* _Extract provided_:
##########
Schizophrenia is a psychotic mental disorder characterized by severe symptoms. These symptoms vary by patient, but may include hallucination, severe difficulty organizing thoughts, paranoid delusions, a lack of emotional expression or a lack of communication with others. Many people with schizophrenia have no awareness that they are ill. The National Alliance on Mental Illness reports that over 2 million adults in the U.S. have schizophrenia. It usually strikes in the teens or twenties, and many patients face intermittent hospitalization.
Proper Diagnosis
One effect of psychiatric hospitalization is receiving a proper diagnosis. The patient may arrive at a psychiatric hospital or medical hospital emergency room experiencing some type of crisis. This may involve paranoid delusions that someone is trying to harm him, hearing voices telling him to harm someone, or exhibiting such irrational behavior that his family or coworkers called the police or brought him to a hospital. He may be admitted voluntarily or involuntarily for observation while a psychiatrist runs a battery of tests. This is one common route to receiving a diagnosis of schizophrenia. Treatment for the condition can then begin under the care of the psychiatric hospital or psychiatric ward of a medical hospital.
Medication Initiation
People hospitalized for schizophrenia are placed on medications. These medicines are given to help manage their symptoms, such as hearing frightening voices. Most medicines for schizophrenia are strong and have life-threatening potential side effects. Initiating these medicines in the hospital setting allows the staff to see that the person does not have immediate side effects. The proper dosage can also be achieved--giving the patient a balance between symptom reduction and drug side effects. Mayo Clinic advises that it may take several weeks for schizophrenia medicine to reach full therapeutic effect.
##########
* _Provided information_:

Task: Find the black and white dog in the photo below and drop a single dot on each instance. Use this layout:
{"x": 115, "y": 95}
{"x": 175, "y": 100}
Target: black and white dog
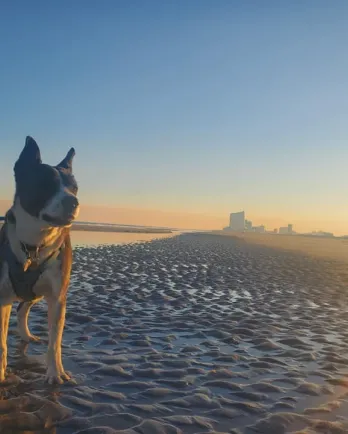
{"x": 35, "y": 251}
##########
* _Your tasks_:
A) List every possible symptom of schizophrenia that the opening paragraph of the schizophrenia passage names.
B) Pick up the passage on schizophrenia hospitalization after its final sentence and continue it.
The records are separate from the passage on schizophrenia and its hospital treatment.

* _Solved problems_:
A)
- hallucination
- severe difficulty organizing thoughts
- paranoid delusions
- a lack of emotional expression
- a lack of communication with others

B)
Medication Adjustment
Many patients with schizophrenia are hospitalized during medication adjustments. Tolerance may develop over time or a change may have to be made due to long-term side effects. A patient, when living on her own, may decide that she does not need the medication and stop getting it refilled. This often leads to hospitalization until the medicine gets back to a therapeutic level in her bloodstream.
Therapeutic Opportunities
Most patients hospitalized for short-term management of schizophrenia receive therapy designed to help them think more clearly and learn skills to manage their symptoms. This may involve encouragement to communicate with others or helping a paranoid patient realize that others are not trying to harm him. This therapy may allow the patient to transition to partial hospitalization or outpatient care.
Physical Care
People with severe schizophrenia may need physical care as they may not eat or groom themselves without assistance. These patients may require hospitalization if no family members are available to care for them.
Safety
Another effect of hospitalization for people with schizophrenia is safety. A few patients with schizophrenia have episodes of desiring to harm themselves or someone else, requiring hospitalization for their own or for public safety. The psychiatric staff can closely monitor the patient; they may even assign one person to watch the person constantly through each shift--24 hours a day--until the crisis passes.